• TEXT EXTRACT:
RE: Running into an Issue

Markus Jelsma-2
In reply to this post by Jamal, Sarfaraz
Jamal, i really have no idea but it smells like a Windows related problem again.

See:
http://stackoverflow.com/questions/27201505/hadoop-exception-in-thread-main-java-lang-nullpointerexception
http://stackoverflow.com/questions/30379441/mapreduce-development-inside-eclipse-on-windows

Markus
 
 
-----Original message-----

> From:Jamal, Sarfaraz <[hidden email]>
> Sent: Wednesday 13th July 2016 16:09
> To: [hidden email]
> Subject: RE: Running into an Issue
>
> Hi Markus,
>
> So I am now running this on a machine that I have administrative access to
> And I am getting a different error message:
>
> Do you (or anyone) have any ideas?
>
> $ ./nutch inject ../TestCrawl/crawldb ../url [I tried from the bin folder and the root nutch folder[
>
> Injector: starting at 2016-07-13 10:02:54
> Injector: crawlDb: ../TestCrawl/crawldb
> Injector: urlDir: ../url
> Injector: Converting injected urls to crawl db entries.
> Injector: java.lang.NullPointerException
>         at java.lang.ProcessBuilder.start(Unknown Source)
>         at org.apache.hadoop.util.Shell.runCommand(Shell.java:445)
>         at org.apache.hadoop.util.Shell.run(Shell.java:418)
>         at org.apache.hadoop.util.Shell$ShellCommandExecutor.execute(Shell.java:                                650)
>         at org.apache.hadoop.util.Shell.execCommand(Shell.java:739)
>         at org.apache.hadoop.util.Shell.execCommand(Shell.java:722)
>         at org.apache.hadoop.fs.RawLocalFileSystem.setPermission(RawLocalFileSys                                tem.java:633)
>         at org.apache.hadoop.fs.FilterFileSystem.setPermission(FilterFileSystem.                                java:467)
>         at org.apache.hadoop.fs.ChecksumFileSystem.create(ChecksumFileSystem.jav                                a:456)
>         at org.apache.hadoop.fs.ChecksumFileSystem.create(ChecksumFileSystem.jav                                a:424)
>         at org.apache.hadoop.fs.FileSystem.create(FileSystem.java:906)
>         at org.apache.hadoop.fs.FileSystem.create(FileSystem.java:887)
>         at org.apache.hadoop.fs.FileSystem.create(FileSystem.java:849)
>         at org.apache.hadoop.fs.FileSystem.createNewFile(FileSystem.java:1149)
>         at org.apache.nutch.util.LockUtil.createLockFile(LockUtil.java:58)
>         at org.apache.nutch.crawl.Injector.inject(Injector.java:357)
>         at org.apache.nutch.crawl.Injector.run(Injector.java:467)
>         at org.apache.hadoop.util.ToolRunner.run(ToolRunner.java:70)
>         at org.apache.nutch.crawl.Injector.main(Injector.java:441)

• PROBLEMS TO WORK ON:
1. Return each line of the rows that contains the word "tractor".
2. Go on with the mailing-list thread about the Nutch inject error, starting after its last line.
The mailing-list thread about the Nutch inject error has no connection to the rows.

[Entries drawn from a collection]
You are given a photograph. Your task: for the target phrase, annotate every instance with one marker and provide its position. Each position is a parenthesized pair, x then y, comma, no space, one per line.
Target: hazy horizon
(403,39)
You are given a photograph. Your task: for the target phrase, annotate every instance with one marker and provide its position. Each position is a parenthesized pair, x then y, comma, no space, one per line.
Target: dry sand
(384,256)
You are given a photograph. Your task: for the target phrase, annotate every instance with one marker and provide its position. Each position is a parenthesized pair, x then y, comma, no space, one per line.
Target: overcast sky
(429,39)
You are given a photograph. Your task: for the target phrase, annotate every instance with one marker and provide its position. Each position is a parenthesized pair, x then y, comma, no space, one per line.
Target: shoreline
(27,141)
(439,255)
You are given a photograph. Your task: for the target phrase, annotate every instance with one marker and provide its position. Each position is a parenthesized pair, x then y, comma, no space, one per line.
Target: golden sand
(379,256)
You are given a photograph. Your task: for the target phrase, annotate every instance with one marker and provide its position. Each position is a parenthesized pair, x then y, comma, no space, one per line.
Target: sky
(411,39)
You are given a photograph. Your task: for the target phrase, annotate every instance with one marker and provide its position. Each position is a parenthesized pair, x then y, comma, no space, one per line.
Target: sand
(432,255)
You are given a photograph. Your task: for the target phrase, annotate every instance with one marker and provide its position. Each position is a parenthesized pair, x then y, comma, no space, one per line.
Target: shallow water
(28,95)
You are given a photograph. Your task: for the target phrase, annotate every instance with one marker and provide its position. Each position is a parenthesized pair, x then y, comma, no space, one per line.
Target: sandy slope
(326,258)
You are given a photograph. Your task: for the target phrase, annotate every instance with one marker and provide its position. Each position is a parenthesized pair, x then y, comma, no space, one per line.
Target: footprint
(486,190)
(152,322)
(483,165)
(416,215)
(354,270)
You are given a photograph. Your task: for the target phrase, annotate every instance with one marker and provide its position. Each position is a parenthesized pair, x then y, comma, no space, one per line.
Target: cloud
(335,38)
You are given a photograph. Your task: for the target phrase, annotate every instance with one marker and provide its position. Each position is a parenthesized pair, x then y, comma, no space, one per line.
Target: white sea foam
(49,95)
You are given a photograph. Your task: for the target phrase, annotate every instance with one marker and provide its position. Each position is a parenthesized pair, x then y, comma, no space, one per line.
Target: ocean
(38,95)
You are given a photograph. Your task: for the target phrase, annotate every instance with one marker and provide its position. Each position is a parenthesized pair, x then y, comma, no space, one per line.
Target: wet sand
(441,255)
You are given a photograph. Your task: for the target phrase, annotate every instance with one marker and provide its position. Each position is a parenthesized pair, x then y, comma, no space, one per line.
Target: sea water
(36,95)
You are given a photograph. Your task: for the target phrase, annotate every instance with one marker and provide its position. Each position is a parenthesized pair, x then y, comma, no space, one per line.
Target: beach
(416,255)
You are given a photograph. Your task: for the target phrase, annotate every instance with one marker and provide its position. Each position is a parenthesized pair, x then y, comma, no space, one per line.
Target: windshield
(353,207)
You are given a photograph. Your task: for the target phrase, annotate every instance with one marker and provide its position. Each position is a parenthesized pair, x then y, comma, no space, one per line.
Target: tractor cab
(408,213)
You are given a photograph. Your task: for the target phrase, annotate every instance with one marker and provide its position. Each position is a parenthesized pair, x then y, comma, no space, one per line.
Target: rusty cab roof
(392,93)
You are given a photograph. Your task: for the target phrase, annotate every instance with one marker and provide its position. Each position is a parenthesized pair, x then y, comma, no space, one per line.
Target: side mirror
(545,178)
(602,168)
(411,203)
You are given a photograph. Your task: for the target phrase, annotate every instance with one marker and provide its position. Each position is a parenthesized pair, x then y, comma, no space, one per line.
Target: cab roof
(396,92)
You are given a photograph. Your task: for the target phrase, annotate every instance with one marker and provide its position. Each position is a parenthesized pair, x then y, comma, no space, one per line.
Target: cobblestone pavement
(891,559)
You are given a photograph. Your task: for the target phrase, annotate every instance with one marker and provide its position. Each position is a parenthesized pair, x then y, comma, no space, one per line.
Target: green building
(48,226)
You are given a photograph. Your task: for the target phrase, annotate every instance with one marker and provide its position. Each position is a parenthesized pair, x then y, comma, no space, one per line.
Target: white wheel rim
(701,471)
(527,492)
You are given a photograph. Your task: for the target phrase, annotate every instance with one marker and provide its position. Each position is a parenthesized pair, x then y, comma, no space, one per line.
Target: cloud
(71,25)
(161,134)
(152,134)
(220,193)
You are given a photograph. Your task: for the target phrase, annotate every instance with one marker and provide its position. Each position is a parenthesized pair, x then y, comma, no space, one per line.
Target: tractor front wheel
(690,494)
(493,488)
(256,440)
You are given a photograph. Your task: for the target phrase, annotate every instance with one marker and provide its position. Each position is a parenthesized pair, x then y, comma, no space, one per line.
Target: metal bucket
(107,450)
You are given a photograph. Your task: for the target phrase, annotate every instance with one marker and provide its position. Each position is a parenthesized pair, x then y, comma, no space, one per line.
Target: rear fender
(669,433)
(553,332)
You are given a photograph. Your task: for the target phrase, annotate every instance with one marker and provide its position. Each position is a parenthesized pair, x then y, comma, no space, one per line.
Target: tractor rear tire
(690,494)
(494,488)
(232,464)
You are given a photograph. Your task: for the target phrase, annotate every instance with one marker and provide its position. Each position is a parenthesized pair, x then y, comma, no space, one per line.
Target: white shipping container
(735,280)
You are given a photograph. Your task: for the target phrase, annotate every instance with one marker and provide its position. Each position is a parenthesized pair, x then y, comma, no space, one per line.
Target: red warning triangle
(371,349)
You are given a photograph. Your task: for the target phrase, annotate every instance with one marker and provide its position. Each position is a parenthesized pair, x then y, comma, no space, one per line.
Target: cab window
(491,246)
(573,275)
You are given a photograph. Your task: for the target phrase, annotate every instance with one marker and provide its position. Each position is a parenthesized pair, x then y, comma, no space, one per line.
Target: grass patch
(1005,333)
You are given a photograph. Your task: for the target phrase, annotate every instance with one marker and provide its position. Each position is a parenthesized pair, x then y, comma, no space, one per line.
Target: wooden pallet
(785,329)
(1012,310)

• RESULTS OF THE TASKS:
1.
Target: tractor cab
Target: tractor front wheel
Target: tractor rear tire

2.
>

>
> -----Original Message-----
> From: Markus Jelsma [mailto:[hidden email]]
> Sent: Tuesday, July 12, 2016 4:52 AM
> To: [hidden email]
> Subject: RE: Running into an Issue
>
> Hi , there are some Windows API calls in there that i will never understand. Are there some kinds of symlinks you are working with or whatever they are called in Windows? There must be something with Nutch/Hadoop getting access to your disk. Check permissions, disk space and whatever you can think of.
>
> M.

> -----Original message-----
> > From:Jamal, Sarfaraz <[hidden email]>
> > Sent: Monday 11th July 2016 22:46
> > To: Nutch help <[hidden email]>
> > Subject: Running into an Issue
> >
> > So I feel I have made some progress on Nutch
> >
> > However I am now getting another error which I am having difficulty navigating through:
> >
> > bin/nutch inject TestCrawl/crawldb url
> >
> > produces this below
> >
> > Do you have to run Cygwin under Admin for it to work?
> >
> > Injector: Converting injected urls to crawl db entries.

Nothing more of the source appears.